**Source data:**
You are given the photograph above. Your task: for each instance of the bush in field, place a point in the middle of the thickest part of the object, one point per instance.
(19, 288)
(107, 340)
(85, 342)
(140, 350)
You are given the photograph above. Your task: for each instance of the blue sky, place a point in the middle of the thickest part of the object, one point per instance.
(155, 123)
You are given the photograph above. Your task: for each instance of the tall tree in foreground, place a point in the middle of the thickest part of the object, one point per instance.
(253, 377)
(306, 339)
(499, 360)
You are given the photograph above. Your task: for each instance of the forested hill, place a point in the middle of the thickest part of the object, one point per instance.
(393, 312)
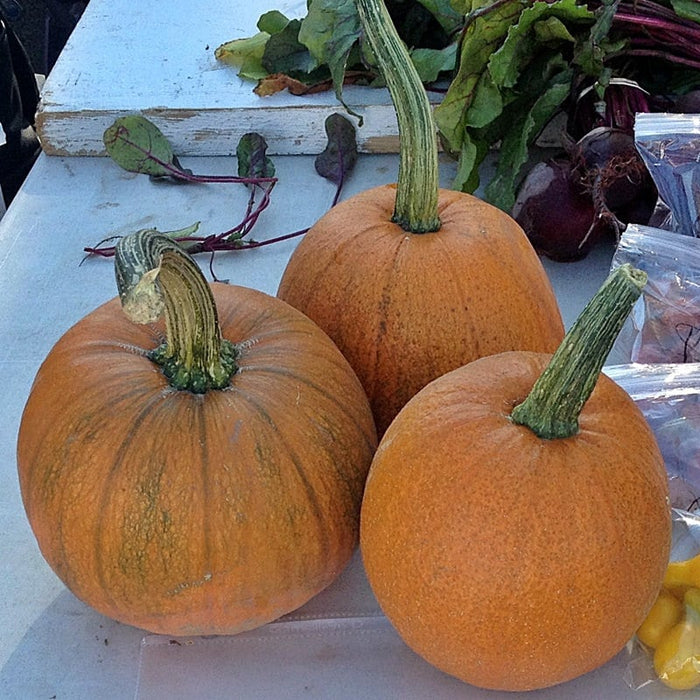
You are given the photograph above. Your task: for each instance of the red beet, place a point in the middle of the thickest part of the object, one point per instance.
(608, 165)
(566, 206)
(557, 215)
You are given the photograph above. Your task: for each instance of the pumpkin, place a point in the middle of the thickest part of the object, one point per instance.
(206, 485)
(516, 524)
(411, 280)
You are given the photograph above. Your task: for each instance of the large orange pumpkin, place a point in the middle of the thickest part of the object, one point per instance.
(518, 549)
(412, 281)
(195, 510)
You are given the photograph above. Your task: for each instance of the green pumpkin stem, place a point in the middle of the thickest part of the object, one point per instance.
(416, 208)
(156, 277)
(552, 407)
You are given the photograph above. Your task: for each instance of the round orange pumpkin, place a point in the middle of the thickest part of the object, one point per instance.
(509, 558)
(410, 280)
(202, 510)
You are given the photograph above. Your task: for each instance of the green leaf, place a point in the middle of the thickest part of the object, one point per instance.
(340, 154)
(482, 37)
(246, 55)
(284, 53)
(430, 63)
(253, 161)
(524, 128)
(272, 22)
(329, 31)
(443, 11)
(523, 39)
(138, 145)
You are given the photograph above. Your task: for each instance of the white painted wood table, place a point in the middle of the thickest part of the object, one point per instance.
(53, 646)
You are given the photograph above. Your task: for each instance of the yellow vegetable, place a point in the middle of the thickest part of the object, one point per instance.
(664, 614)
(677, 656)
(683, 574)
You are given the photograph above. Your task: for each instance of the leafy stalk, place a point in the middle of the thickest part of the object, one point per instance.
(416, 208)
(155, 278)
(552, 407)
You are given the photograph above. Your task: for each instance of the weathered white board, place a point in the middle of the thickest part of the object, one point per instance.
(157, 59)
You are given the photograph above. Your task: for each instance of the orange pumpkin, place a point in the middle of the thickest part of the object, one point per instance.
(412, 281)
(195, 510)
(512, 542)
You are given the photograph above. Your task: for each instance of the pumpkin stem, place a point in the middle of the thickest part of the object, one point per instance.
(552, 407)
(156, 277)
(416, 208)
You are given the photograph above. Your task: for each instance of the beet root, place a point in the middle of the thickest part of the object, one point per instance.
(556, 213)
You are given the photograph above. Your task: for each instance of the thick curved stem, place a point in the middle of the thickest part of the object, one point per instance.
(416, 208)
(552, 407)
(157, 277)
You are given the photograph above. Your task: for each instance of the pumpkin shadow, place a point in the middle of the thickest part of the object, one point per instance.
(71, 651)
(69, 647)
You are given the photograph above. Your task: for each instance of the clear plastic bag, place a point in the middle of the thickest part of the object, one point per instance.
(669, 397)
(670, 652)
(669, 144)
(664, 325)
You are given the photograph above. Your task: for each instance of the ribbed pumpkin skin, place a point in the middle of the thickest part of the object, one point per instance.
(406, 308)
(506, 560)
(196, 514)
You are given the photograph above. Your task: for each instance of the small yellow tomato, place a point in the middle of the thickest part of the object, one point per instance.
(664, 614)
(683, 574)
(677, 655)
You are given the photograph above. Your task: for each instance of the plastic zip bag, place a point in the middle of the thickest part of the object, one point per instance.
(664, 325)
(669, 144)
(666, 648)
(669, 397)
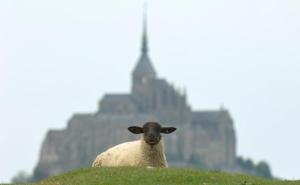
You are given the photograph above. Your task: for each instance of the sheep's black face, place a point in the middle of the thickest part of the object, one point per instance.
(151, 131)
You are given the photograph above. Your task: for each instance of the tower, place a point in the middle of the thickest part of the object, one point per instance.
(143, 73)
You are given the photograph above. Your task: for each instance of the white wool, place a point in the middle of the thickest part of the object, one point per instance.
(134, 153)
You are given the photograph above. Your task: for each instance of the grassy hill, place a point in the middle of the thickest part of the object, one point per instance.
(135, 176)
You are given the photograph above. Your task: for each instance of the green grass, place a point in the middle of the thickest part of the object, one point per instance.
(135, 176)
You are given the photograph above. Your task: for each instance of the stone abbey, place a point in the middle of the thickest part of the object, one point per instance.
(204, 139)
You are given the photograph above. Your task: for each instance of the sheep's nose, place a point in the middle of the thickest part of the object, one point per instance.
(151, 136)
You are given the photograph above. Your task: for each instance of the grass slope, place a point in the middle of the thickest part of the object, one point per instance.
(135, 176)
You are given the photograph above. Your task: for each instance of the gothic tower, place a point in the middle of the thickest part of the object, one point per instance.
(142, 74)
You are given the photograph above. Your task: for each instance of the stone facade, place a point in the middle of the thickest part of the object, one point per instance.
(203, 137)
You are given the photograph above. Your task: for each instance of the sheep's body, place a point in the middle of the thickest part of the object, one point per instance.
(135, 153)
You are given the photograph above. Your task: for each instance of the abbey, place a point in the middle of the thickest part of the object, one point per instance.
(204, 138)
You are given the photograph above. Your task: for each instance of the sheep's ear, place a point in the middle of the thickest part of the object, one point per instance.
(136, 130)
(167, 130)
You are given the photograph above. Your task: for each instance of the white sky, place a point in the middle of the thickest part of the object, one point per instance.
(59, 57)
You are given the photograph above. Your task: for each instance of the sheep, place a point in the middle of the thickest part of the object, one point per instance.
(146, 152)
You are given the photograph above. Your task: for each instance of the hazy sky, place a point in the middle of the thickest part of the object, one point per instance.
(59, 57)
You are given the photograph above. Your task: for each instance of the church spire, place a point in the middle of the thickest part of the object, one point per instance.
(144, 68)
(145, 39)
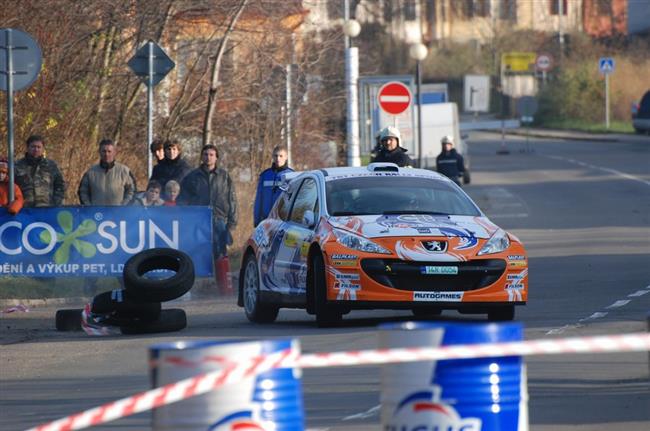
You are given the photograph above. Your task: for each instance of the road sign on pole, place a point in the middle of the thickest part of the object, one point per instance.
(152, 63)
(20, 63)
(394, 98)
(606, 66)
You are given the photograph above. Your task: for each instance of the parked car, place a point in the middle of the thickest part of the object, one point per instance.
(641, 119)
(384, 237)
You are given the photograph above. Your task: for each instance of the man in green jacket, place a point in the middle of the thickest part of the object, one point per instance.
(38, 177)
(108, 182)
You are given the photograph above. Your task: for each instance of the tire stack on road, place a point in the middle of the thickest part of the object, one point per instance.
(137, 309)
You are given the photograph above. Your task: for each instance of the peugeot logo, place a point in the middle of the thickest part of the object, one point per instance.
(435, 246)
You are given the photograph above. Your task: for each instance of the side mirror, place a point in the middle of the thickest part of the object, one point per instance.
(309, 219)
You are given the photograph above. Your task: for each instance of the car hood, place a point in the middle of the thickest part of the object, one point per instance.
(377, 226)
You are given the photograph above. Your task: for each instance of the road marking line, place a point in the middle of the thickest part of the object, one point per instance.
(620, 303)
(370, 412)
(600, 168)
(596, 315)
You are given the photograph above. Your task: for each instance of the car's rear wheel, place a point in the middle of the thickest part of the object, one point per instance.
(255, 310)
(504, 313)
(426, 312)
(326, 315)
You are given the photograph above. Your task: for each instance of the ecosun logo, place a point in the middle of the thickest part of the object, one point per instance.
(65, 237)
(422, 411)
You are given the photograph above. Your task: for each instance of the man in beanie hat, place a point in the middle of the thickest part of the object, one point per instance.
(16, 205)
(390, 149)
(38, 177)
(449, 162)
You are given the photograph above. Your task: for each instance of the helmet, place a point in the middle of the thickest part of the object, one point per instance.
(447, 140)
(390, 132)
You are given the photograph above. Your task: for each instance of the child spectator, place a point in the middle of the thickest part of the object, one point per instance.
(16, 205)
(172, 190)
(151, 197)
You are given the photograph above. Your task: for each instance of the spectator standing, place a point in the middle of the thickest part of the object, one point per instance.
(157, 149)
(211, 185)
(172, 167)
(268, 184)
(38, 177)
(16, 205)
(390, 148)
(449, 162)
(151, 197)
(172, 190)
(108, 182)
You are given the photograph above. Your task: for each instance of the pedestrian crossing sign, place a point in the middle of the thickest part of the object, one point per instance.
(606, 65)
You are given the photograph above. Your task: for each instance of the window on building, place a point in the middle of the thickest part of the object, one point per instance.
(603, 7)
(555, 7)
(481, 7)
(508, 10)
(463, 9)
(388, 10)
(410, 13)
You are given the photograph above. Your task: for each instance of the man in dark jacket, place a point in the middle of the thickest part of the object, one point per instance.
(267, 184)
(390, 149)
(449, 162)
(172, 167)
(211, 185)
(38, 177)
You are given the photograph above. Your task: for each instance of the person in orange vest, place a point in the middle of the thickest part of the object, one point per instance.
(16, 205)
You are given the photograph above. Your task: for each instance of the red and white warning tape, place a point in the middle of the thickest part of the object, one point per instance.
(232, 373)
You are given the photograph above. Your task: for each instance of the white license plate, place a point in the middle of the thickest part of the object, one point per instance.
(439, 270)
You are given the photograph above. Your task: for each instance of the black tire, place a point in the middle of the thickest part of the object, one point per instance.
(123, 305)
(505, 313)
(170, 320)
(426, 312)
(256, 311)
(146, 289)
(68, 319)
(467, 177)
(326, 315)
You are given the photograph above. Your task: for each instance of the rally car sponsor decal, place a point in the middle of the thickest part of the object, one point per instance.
(438, 296)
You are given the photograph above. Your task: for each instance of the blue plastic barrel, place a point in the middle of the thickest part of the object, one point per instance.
(485, 394)
(269, 400)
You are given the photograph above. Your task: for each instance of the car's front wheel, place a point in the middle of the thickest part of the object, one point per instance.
(326, 315)
(505, 313)
(256, 311)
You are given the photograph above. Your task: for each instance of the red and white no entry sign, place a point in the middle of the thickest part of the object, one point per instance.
(394, 98)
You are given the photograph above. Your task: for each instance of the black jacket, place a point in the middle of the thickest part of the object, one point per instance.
(397, 156)
(168, 169)
(450, 164)
(214, 189)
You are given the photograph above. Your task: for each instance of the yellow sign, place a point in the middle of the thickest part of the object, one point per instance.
(518, 62)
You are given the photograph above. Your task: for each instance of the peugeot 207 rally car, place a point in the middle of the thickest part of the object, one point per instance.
(379, 236)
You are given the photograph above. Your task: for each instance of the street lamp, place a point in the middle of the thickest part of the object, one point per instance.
(351, 28)
(419, 52)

**Set task:**
In the entries above, find the line containing "of the rally". Set down that line and every line after it through the last one, exactly and alone.

**Answer in full:**
You are given the photograph above. Your task: for each instance of the rally car sponsor decal, place a point in the middle of the thickest part of the object, one point per instance.
(438, 296)
You are given the photograph above. Your task: for each instance of the blue plastic barrel, place a point in the middle of the thickest part of the object, one point per instance.
(485, 394)
(269, 400)
You are given the photograph above. Your task: for each instance of the car's front wheel, place a point in the middle of the thickest part of the object, one point per instance.
(326, 315)
(505, 313)
(256, 311)
You are given the photograph above. Your task: for each instance of the red and white no entry sign, place a point in the middle of the thickest part of the object, one point per instance.
(394, 98)
You are given the photograph above. Your task: for each instance of the black jacket, place a point in the middle of the thickest part of the object, one point per instance.
(397, 156)
(168, 169)
(450, 164)
(214, 189)
You are given the photograph above. Your task: for each instance of the yellow sign, place a point in the middle of the thickest part of the object, one point per instance.
(518, 62)
You are given the photograph above. Your task: for each instance of the peugeot 207 rally car, place a point in the middle of the thickest part of the object, one point per instance.
(379, 236)
You are given the photograph above. Your task: for each instance of the street lamp, place a point in the middle of the thickest part of the object, one point per instance.
(351, 28)
(419, 52)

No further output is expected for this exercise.